**Required task 1:** According to the passage on literary translators, what three things do many people still believe translating involves?

**Page:**
--- Start ---

We owe literary translators an awful lot, and yet we treat them so badly. Often their names are hidden away in font size 3 on the page with all the boring information we can't bring ourselves to glance at - if they're lucky. Occasionally, their names are simply not there at all, as if the translator is of no more importance than the proofreader or the boy who brings the editor his tea in the morning. What kind of way is this to treat artists who, in reality, are creating unique, original pieces of art from a foreign source? Unfortunately, as long as many people still see translating as a mechanical process involving a computer, a dictionary and a bucketful of coffee, Snyder and co. will fail to get the recognition they deserve.

--- End ---

**Required task 2:** Report every line of the records below that contains the string "blue", treating case as significant.

**Dataset:**
--- Start ---

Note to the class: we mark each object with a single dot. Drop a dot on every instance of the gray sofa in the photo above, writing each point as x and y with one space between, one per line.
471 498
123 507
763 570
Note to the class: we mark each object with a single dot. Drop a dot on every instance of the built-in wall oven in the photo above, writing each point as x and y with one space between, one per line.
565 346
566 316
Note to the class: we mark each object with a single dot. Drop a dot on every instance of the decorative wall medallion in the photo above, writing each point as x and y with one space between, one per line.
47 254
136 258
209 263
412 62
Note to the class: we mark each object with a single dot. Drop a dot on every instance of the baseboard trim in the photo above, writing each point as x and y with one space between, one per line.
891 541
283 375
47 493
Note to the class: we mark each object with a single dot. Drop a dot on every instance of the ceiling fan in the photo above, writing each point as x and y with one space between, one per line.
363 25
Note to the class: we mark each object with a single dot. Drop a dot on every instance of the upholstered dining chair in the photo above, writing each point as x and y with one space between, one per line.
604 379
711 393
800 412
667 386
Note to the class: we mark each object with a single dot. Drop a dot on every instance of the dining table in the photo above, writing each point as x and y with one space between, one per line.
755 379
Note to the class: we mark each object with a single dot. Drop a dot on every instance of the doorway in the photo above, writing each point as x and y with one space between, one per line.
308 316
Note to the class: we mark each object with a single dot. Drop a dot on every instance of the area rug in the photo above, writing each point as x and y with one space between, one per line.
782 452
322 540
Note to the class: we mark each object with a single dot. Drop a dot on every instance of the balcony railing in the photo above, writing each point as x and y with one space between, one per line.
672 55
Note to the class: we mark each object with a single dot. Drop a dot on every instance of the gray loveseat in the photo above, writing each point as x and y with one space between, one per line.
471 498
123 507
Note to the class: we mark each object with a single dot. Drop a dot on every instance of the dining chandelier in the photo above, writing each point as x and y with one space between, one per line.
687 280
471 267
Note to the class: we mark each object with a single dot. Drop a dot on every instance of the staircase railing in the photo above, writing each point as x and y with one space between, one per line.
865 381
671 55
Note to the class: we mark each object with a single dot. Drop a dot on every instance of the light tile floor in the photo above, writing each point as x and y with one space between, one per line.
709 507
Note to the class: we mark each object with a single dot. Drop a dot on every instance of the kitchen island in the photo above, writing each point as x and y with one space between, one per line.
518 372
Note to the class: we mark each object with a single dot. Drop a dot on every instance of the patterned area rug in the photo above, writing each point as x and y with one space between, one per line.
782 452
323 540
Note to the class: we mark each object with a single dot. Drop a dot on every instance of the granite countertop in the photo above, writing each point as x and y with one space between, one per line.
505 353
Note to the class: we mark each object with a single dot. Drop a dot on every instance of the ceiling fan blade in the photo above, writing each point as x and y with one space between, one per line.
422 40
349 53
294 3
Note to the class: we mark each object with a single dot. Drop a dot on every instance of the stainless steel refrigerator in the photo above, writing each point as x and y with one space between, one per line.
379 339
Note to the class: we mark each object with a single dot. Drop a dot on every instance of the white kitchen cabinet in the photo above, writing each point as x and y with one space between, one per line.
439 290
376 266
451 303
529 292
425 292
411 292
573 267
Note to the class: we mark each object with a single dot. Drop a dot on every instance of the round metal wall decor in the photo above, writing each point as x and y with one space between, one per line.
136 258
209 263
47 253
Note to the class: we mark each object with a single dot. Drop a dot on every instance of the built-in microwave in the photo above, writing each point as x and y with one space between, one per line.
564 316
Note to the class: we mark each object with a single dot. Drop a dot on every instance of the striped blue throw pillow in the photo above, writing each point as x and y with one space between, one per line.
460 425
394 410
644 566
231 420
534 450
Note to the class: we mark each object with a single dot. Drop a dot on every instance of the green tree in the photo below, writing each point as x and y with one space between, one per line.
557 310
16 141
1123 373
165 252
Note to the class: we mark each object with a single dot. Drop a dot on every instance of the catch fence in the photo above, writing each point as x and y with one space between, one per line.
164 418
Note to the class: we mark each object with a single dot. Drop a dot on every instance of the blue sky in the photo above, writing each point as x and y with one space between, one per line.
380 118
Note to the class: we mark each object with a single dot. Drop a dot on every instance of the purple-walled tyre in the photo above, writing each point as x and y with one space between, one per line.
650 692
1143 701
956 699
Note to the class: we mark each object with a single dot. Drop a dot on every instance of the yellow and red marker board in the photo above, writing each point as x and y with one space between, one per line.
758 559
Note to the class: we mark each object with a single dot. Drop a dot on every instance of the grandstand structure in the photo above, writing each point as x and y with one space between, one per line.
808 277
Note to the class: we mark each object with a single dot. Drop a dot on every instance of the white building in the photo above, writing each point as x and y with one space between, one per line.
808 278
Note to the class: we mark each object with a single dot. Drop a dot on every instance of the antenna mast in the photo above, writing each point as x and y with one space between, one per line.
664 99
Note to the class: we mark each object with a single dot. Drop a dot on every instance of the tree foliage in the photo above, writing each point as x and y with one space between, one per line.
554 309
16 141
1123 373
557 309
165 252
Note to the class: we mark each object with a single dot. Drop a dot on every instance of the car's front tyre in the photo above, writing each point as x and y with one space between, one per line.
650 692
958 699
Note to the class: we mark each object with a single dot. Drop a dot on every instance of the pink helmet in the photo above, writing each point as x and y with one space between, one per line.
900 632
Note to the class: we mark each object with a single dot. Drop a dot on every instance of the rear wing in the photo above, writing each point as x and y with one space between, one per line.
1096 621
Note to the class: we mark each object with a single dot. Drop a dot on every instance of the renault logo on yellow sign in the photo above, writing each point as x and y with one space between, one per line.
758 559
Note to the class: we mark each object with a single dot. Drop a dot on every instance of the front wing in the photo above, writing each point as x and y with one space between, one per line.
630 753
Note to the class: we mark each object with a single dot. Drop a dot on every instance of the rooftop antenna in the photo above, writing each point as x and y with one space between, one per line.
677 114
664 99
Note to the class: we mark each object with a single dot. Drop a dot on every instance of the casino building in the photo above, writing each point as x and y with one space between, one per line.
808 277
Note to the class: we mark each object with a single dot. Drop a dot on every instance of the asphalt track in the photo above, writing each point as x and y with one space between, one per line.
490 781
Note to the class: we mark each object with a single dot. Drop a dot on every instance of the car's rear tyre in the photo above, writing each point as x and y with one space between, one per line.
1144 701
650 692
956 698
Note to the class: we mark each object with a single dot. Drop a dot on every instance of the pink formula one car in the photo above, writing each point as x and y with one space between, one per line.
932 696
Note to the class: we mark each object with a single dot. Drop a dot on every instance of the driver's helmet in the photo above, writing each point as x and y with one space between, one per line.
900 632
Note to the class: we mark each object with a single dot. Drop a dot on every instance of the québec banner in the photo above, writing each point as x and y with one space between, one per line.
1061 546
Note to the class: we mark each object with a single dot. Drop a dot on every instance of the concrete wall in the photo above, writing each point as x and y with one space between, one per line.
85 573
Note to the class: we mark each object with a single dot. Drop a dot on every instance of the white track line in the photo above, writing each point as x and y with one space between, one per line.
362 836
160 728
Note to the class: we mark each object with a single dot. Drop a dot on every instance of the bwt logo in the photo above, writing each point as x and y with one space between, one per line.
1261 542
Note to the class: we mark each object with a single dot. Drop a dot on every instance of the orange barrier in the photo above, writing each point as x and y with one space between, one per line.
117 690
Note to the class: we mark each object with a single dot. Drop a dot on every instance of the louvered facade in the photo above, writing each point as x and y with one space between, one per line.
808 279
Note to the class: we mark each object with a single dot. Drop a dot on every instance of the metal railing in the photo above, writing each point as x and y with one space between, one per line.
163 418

--- End ---

**Task response 1:** A computer, a dictionary and a bucketful of coffee.

**Task response 2:**
Note to the class: we mark each object with a single dot. Drop a dot on every instance of the striped blue throw pillow in the photo above, writing each point as x and y with one space between, one per line.
Note to the class: we mark each object with a single dot. Drop a dot on every instance of the blue sky in the photo above, writing each point as x and y with one space between, one per line.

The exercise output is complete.